▶ _Your task_
Copy every line of the listing, from the line containing "Mark every instance of the black work" through the last line, and offset each coordinate in the answers by adding 70 to both of its numbers. Reproduce all other lines unchanged.
━━ Records shown
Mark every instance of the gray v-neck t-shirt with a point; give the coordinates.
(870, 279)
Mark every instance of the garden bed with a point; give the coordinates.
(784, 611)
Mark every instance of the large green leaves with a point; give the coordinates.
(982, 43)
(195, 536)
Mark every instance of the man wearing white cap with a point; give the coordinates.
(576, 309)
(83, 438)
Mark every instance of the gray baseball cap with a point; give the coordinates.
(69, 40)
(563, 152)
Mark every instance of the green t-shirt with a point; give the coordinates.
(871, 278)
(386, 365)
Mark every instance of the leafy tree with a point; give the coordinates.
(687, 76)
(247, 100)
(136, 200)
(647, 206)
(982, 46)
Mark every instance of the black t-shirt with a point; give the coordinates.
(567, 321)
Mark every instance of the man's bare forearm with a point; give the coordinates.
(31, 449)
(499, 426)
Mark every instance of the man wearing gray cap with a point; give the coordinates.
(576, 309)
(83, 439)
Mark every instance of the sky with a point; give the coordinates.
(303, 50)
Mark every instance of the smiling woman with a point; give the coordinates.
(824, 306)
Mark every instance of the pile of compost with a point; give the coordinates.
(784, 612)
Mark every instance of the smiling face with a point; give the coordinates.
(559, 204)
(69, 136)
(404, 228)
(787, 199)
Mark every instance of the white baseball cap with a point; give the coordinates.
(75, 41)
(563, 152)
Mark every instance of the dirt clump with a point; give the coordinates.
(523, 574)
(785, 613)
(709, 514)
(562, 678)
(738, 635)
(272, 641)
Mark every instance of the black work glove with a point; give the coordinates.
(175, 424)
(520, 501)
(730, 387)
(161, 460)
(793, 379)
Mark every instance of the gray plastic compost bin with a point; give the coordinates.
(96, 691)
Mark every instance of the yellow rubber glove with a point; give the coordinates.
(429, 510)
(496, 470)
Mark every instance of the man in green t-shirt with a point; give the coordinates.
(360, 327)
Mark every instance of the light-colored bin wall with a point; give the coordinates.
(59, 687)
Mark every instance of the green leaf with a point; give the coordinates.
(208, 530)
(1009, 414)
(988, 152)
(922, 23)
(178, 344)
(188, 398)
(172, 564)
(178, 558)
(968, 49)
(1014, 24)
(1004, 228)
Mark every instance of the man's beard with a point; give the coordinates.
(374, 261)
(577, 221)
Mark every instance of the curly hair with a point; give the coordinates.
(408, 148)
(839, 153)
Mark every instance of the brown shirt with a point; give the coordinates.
━━━━
▶ _Written solution_
Mark every instance of the black work glove with a point; give the coordinates.
(245, 494)
(590, 571)
(800, 457)
(231, 530)
(863, 449)
Mark every instance of the gray plastic compost bin with a point; give the coordinates.
(166, 761)
Mark every instance of the yellow rubber glove with a point; give the coordinates.
(499, 580)
(566, 540)
Mark every instance of the man in green t-shirt with a point; give the coordinates.
(430, 397)
Mark every instance of the light-colored bin wall with a point; give the coordinates.
(129, 757)
Mark every instance of the green leaf with a point; give the coordinates.
(278, 600)
(1079, 484)
(1058, 222)
(992, 93)
(248, 414)
(258, 468)
(242, 634)
(248, 628)
(1038, 119)
(1084, 94)
(1074, 298)
Mark every instance of the man's beard with a point; give the coordinates.
(444, 331)
(647, 291)
Mark every instance of the curly hair with a point; give the coordinates.
(478, 218)
(909, 223)
Mark every instance of the brown shirt with a point; give the coordinates.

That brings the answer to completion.